• _AUSGEWÄHLTER AUSZUG_
Spruch
W214 2243436-1/13Z
BESCHLUSS
Das Bundesverwaltungsgericht hat durch die Richterin Dr. Eva SOUHRADA-KIRCHMAYER als Vorsitzende sowie die fachkundigen Laienrichterinnen Mag. Huberta MAITZ-STRASSNIG und Mag. Claudia KRAL-BAST als Beisitzerinnen über die Beschwerde der XXXX , vertreten durch FRESHFIELDS BRUCKHAUS DERINGER PartG mbB, gegen das Straferkenntnis der Datenschutzbehörde vom 04.05.2021, Zl. D550.360 2021-0.169.109, beschlossen:
A)
Das Verfahren wird gemäß § 17 Verwaltungsgerichtsverfahrensgesetz, BGBl. I Nr. 33/2013 idgF (VwGVG) iVm § 38 Allgemeines Verwaltungsverfahrensgesetz 1991 (AVG) bis zur Vorabentscheidung durch den Gerichtshof der Europäischen Union (EuGH) über die mit Beschluss des Kammergerichtes Berlin vom 06.12.2021, Zl. 3 Ws 250/21 (beim EuGH anhängig unter C-807/21), vorgelegten Fragen ausgesetzt.
B)
Die Revision ist gemäß Art. 133 Abs. 4 B-VG nicht zulässig.

• _DATENZEILEN_
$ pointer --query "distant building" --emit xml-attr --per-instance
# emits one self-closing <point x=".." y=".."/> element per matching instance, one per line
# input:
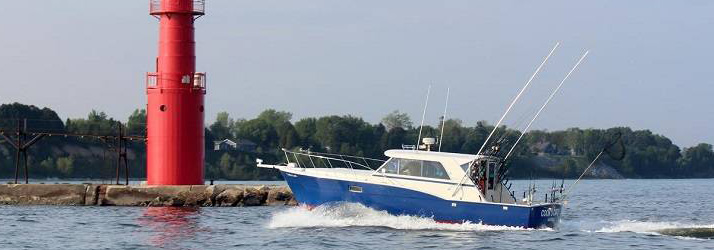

• _ARBEITSAUFTRAG A_
Wer führte bei dem Beschluss den Vorsitz?
• _ARBEITSAUFTRAG B_
Gib aus dem Beschluss den Wortlaut wieder, beginnend mit „Das Verfahren wird“ und weiter bis einschließlich „vorgelegten Fragen ausgesetzt.“.
Die Liste ist hierfür ohne Belang.

• _VOLLSTÄNDIGE AUSGABE A_
Die Richterin Dr. Eva SOUHRADA-KIRCHMAYER.

• _VOLLSTÄNDIGE AUSGABE B_
Das Verfahren wird gemäß § 17 Verwaltungsgerichtsverfahrensgesetz, BGBl. I Nr. 33/2013 idgF (VwGVG) iVm § 38 Allgemeines Verwaltungsverfahrensgesetz 1991 (AVG) bis zur Vorabentscheidung durch den Gerichtshof der Europäischen Union (EuGH) über die mit Beschluss des Kammergerichtes Berlin vom 06.12.2021, Zl. 3 Ws 250/21 (beim EuGH anhängig unter C-807/21), vorgelegten Fragen ausgesetzt.